» **PRZYTOCZONY TEKST**
============================================================
Od jakiegoś czasu w mediach popularny jest temat ograniczenia znaczenia dolara w światowym systemie finansowym (tzw. dedolaryzacja). Mówiono o wspólnej walucie państw BRICS, którym wyjątkowo nie podoba się dyktatura Waszyngtonu i wyparciu USD przez cyfrowe waluty banków centralnych (CBDC) czy nawet - kryptowaluty. Tylko ile prawdy jest w tym wszystkim?
Steven Karmin i Mark Sobel twierdzą, że niewiele. W opublikowanych ostatnio badaniach, ekonomiści dochodzą do wniosku, że realnych alternatyw dla amerykańskiej waluty nie ma, a największym zagrożeniem dla niej jest… gospodarka Stanów Zjednoczonych.
Globalny handel wciąż opiera się na dolarze amerykańskim
Dolar stanowi podstawę globalnej gospodarki. Najważniejsze surowce są wyceniane w dolarach. USD odpowiada też za niemal 90% transakcji na rynku forex.
Chociaż od 2000 roku wiele banków centralnych próbowało dywersyfikować swoje rezerwy, około 60% z nich w dalszym ciągu opiera się właśnie na walucie amerykańskiej.
Jej dominacja na świecie ma znaczenie nie tylko gospodarcze, ale i polityczne. Temat dedolaryzacji, czyli uniezależnienia się od dolara, zaczął pojawiać się w mediach częściej od momentu nałożenia na Rosję zachodnich sankcji, które tak naprawdę odcięły ją od światowego systemu finansowego.
============================================================
» **ZAWARTOŚĆ DANYCH**
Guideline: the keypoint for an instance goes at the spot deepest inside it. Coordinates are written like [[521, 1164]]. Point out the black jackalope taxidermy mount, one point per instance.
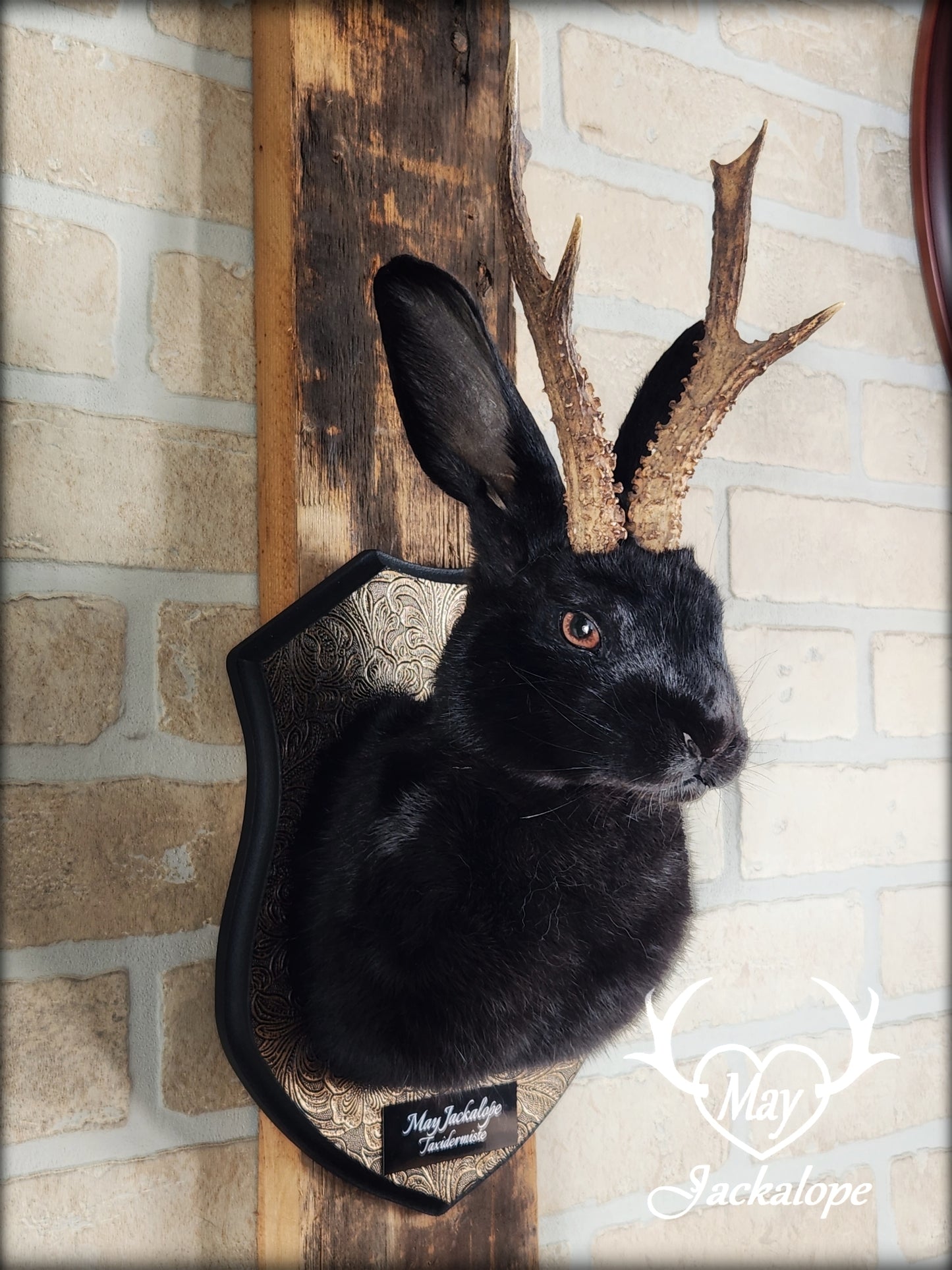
[[495, 877]]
============================================================
» **DO WYKONANIA**
**A)** Jaki odsetek transakcji na rynku forex przypada według tekstu o dedolaryzacji na dolara amerykańskiego?
**B)** Dopisz dalszą część tekstu o dedolaryzacji, zaczynając po jego ostatnim zdaniu.
Dane nie są tu potrzebne.

» **WYNIKI ZADAŃ**
**A)** Niemal 90%.

**B)**
Jako że dotychczas Stany Zjednoczone ukarały w ten sposób kilkadziesiąt różnych państw, oczywistą obawą jest, że mogą one wykorzystywać pozycję USD jako narzędzie do walki o swoje interesy w polityce zagranicznej.
Wykres przedstawiający udział USD w globalnym handlu. Źródło: //www.aei.org/wp-content/uploads/2024/01/Kamin-Sobel-Dollar-Dominance-Here-to-Stay-WP.pdf?x91208
Na szczęście dla Waszyngtonu, rozwinięte gospodarki, którym obsadzenie Ameryki w roli policjanta świata wyjątkowo nie pasuje, stanowią mniejszość. Największe z nich podzielają z USA pewne wyznawane wartości oraz interesy.
To jednak wcale nie znaczy, że oparcie światowego systemu ekonomicznego na dolarze, jakkolwiek nie uwiera nawet krajów przyjaznych USA. Teoretycznie powinno, chociażby ze względu na zależność globalnej gospodarki od jednego państwa, którego rzeczywiste znaczenie maleje, co najlepiej pokazują liczby.
Od końca II wojny światowej, znaczenie gospodarki USA spada
Od zakończenia II wojny światowej, udział USA w światowym PKB spada, przy czym istotność dolara wzrasta. Po zakończeniu konfliktu, udział ten wynosił około 45%. Dziś jest to 25%.
Według informacji Bank of International Settlements z 2022 roku, około połowę globalnych transakcji rozlicza się w dolarach - mimo tego, iż faktyczny udział USA w handlu jest zdecydowanie mniejszy.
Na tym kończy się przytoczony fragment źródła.